Text block
##########

Young playwright and director duo address ‘racial biases’ in Fringe play

By Charles Hallman
Staff writer


Kloie Rush-Spratt’s first play, Pecan Brown and the 7…’s, is about dealing “with a world full of racial biases.” Her one-act play is part of the 2014 Minneapolis Fringe Festival.

Rush-Spratt explained that after watching a 2012 remake of Snow White got her thinking about why films can’t be more diverse. “I’ve always been thinking about racial biases in film and literature since the eighth grade,” she points out. Late last year, she proposed her idea for a play to address the film industry’s reluctance to produce more films that are culturally reflective of people like herself to BriAnna McCurry, both of whom are 2013 Minneapolis South High School graduates. “My sister told me to write a Fringe play. This is the first thing I’ve come up with to do,” says Rush-Spratt.

Alex Giese and Kloie Rush-Spratt
Pecan Brown and the 7…’s

She and McCurry then applied for the Fringe Festival, and ended up on a wait list: “They have a real long wait list… we were number 17,” adds Rush-Spratt, a sophomore at Franklin University in Lugano, Switzerland. “Two weeks later we were in.”

McCurry, a Minneapolis Community and Technical College student, directed Pecan Brown. She’s the perfect director, says Rush-Spratt, who was impressed with her friend’s directing skills after watching her work in school plays. “I got to see how great a director she was. If I know there was one person I trusted in this process, especially the racial justice issue, it would be her,” she states.

“I found the idea real interesting. I was all on board,” says McCurry, who adds that she acts as well — a “critical artist” is how she describes herself: “I think art is a way to [connect to] past culture,” she points out. “I think art is a way to recognize culture, delve into culture and deconstruct it… The story is just [about] culture.”

##########

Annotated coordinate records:
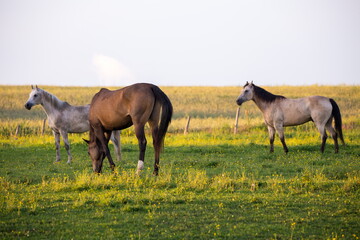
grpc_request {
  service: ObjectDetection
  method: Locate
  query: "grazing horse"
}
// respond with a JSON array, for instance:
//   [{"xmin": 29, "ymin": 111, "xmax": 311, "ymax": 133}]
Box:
[
  {"xmin": 236, "ymin": 82, "xmax": 345, "ymax": 153},
  {"xmin": 25, "ymin": 86, "xmax": 121, "ymax": 163},
  {"xmin": 85, "ymin": 83, "xmax": 173, "ymax": 175}
]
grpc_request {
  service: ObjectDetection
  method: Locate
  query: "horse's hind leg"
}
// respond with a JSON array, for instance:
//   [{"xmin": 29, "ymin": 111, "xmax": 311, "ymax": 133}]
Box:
[
  {"xmin": 60, "ymin": 130, "xmax": 72, "ymax": 163},
  {"xmin": 275, "ymin": 124, "xmax": 289, "ymax": 153},
  {"xmin": 134, "ymin": 124, "xmax": 147, "ymax": 174},
  {"xmin": 149, "ymin": 122, "xmax": 161, "ymax": 176},
  {"xmin": 102, "ymin": 130, "xmax": 115, "ymax": 171},
  {"xmin": 53, "ymin": 131, "xmax": 60, "ymax": 162},
  {"xmin": 316, "ymin": 123, "xmax": 327, "ymax": 153},
  {"xmin": 110, "ymin": 130, "xmax": 121, "ymax": 161},
  {"xmin": 268, "ymin": 126, "xmax": 275, "ymax": 153},
  {"xmin": 325, "ymin": 118, "xmax": 339, "ymax": 153}
]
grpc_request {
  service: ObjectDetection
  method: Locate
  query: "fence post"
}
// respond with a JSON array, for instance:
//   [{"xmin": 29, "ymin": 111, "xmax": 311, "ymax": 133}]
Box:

##########

Directive
Echo the passage of the Fringe play article starting at "Young playwright and" and ending at "Minneapolis Fringe Festival.".

Task answer
Young playwright and director duo address ‘racial biases’ in Fringe play

By Charles Hallman
Staff writer


Kloie Rush-Spratt’s first play, Pecan Brown and the 7…’s, is about dealing “with a world full of racial biases.” Her one-act play is part of the 2014 Minneapolis Fringe Festival.